* [What is needed]: Count the lines in the entries below that contain the string "circle" with matching case, and reply with only the number.

* [Material to process]:

■ ■ ■ ■ ■

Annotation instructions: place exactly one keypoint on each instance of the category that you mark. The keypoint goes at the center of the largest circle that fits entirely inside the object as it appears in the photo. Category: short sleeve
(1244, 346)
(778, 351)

■ ■ ■ ■ ■

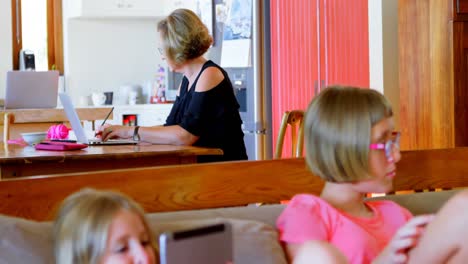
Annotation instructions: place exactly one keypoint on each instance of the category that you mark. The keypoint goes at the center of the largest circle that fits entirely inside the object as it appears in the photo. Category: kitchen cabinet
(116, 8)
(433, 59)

■ ■ ■ ■ ■

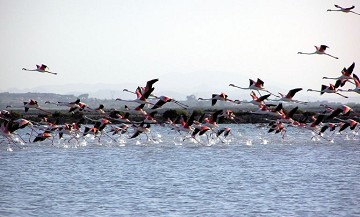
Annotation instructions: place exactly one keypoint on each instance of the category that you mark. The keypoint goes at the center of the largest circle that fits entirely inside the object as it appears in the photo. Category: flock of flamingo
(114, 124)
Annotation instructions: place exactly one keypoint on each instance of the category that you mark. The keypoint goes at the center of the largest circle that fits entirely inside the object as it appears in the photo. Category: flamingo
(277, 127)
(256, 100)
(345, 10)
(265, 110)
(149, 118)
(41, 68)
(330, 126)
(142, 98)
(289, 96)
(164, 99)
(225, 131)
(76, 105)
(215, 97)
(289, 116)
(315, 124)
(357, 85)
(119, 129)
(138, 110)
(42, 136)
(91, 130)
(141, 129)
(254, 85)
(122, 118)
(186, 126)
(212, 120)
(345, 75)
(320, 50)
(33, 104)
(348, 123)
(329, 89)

■ ■ ■ ■ ■

* [The response]: 4